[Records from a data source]
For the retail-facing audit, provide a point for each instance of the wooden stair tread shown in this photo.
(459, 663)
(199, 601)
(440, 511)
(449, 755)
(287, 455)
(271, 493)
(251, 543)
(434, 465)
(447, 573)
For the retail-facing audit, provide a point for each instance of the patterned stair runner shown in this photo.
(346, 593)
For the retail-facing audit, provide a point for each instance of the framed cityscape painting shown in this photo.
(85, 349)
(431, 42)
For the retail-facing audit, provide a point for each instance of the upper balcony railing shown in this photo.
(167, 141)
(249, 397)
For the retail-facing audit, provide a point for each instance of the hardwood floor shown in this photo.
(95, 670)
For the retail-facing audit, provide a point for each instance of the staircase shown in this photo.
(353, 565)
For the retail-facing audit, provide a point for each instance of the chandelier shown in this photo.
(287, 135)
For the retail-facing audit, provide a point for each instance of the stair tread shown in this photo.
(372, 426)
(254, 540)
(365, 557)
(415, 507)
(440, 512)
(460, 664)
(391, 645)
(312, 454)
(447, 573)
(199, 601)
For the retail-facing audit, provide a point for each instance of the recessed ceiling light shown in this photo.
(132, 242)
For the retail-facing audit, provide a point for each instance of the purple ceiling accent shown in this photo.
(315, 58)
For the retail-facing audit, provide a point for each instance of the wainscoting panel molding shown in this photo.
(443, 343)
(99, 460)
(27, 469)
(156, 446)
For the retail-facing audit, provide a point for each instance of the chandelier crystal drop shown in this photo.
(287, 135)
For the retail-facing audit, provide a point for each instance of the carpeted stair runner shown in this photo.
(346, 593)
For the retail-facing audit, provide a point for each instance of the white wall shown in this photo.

DO THIS: Restate all of the entries exactly, please.

CORRECT RESULT:
For the retail-facing audit, provide a point for each instance of the wooden stair tread shown in this photo.
(459, 663)
(199, 601)
(440, 511)
(449, 755)
(287, 455)
(271, 493)
(251, 543)
(434, 465)
(447, 573)
For the retail-facing audit, provide a point for each instance of the patterned stair runner shown in this photo.
(346, 593)
For the retail-facing audit, provide a point for each instance of the framed cityscape painting shown in this photo.
(85, 349)
(431, 42)
For the retail-facing audit, provide a point for each instance of the upper balcony railing shown in this photo.
(167, 141)
(249, 397)
For the retail-facing audit, provide a point for each instance of the hardwood floor shown in this photo.
(95, 670)
For the retail-facing audit, provide a point for each instance of the staircase shown in this photo.
(353, 565)
For the retail-facing audit, provide a point for each instance of the chandelier shown in this photo.
(287, 135)
For the retail-facing audit, provide a point for each instance of the stair tread shown in this photo.
(372, 426)
(254, 540)
(365, 557)
(415, 507)
(440, 512)
(460, 664)
(391, 645)
(312, 454)
(447, 573)
(199, 601)
For the retail-facing audit, provide a point for each instance of the recessed ceiling light shown in this photo.
(132, 242)
For the retail-facing audit, provide a point for each instance of the purple ceiling accent shown in this photo.
(315, 58)
For the retail-facing audit, provide a point for each instance of the wainscoting panel molding shown in this photo.
(443, 343)
(99, 460)
(27, 469)
(156, 446)
For the retail-facing audit, provide a point for each instance of the chandelier crystal drop shown in this photo.
(287, 135)
For the retail-facing audit, provide a point for each instance of the carpeted stair runner shown in this photo.
(346, 593)
For the retail-facing audit, provide a point for each instance of the white wall shown in this photo.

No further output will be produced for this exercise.